[Parts of the exercise]:
a: According to the article on the gun-rights ruling, what prison sentence did Medina-Cantu receive?
b: For each statement below, say whether the article on the gun-rights ruling supports it, answering yes or no and quoting the deciding words: (i) Medina-Cantu was arrested by Border Patrol agents in Texas; (ii) the ruling was issued by the full appeals court rather than a panel; (iii) Medina-Cantu pleaded not guilty to the charges.

[Extracted text]:
The right to keep and bear arms is a human right. It’s no different than the right to worship as one sees fit or to speak freely, though those particular rights are treated much differently in this country.
Yet there’s a question. Do illegal immigrants have the right to keep and bear arms?
One might argue that there’s nothing specifically prohibiting them from having it in the Second Amendment. Further, if it’s a human right, wouldn’t they possess it by virtue of being human?
Then there’s the flip side, that the Bill of Rights protects the rights of Americans and those who are here lawfully, thus not applying to those who crossed the border illegally.
And a court figured the latter was the correct argument.
Illegal migrants do not have the right to bear arms under the Second Amendment, a federal appeals court in New Orleans has ruled, rejecting arguments by a Mexican man who was convicted of illegally possessing a handgun and argued that the ban was unconstitutional.
A three-judge panel of the New Orleans-based 5th U.S. Circuit Court of Appeals ruled on Tuesday that federal prohibitions on illegal immigrants owning firearms was lawful, and Second Amendment rights do not apply to those who have entered the country illegally.
The ruling came in an appeal by Jose Paz Medina-Cantu, who had been arrested by Border Patrol agents in Texas in 2022 and charged with illegally possessing a handgun and unlawfully re-entering the country after being previously deported.
Medina-Cantu pleaded guilty and was sentenced last year to 15 months in prison, but he preserved the right to argue on appeal that the gun charge violated his right to keep and bear arms under the Second Amendment.

[Given data]:
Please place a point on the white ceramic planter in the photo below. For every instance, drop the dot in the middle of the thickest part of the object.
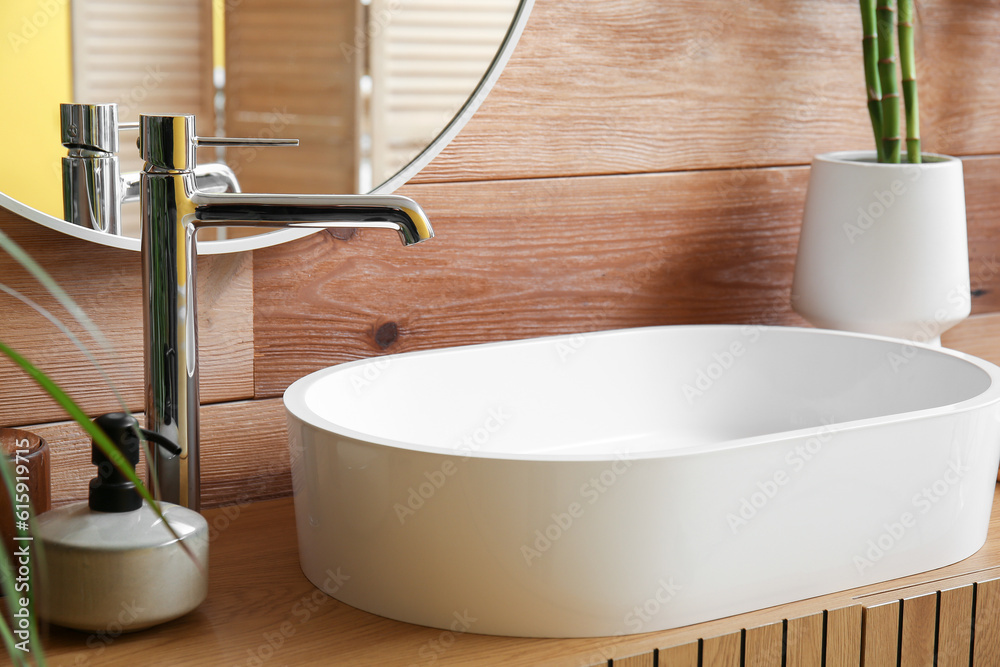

[Task-by-task answers]:
a: 15 months in prison

b:
(i) Yes: "arrested by Border Patrol agents in Texas in 2022"
(ii) No: "A three-judge panel of the New Orleans-based 5th U.S. Circuit Court of Appeals"
(iii) No: "Medina-Cantu pleaded guilty"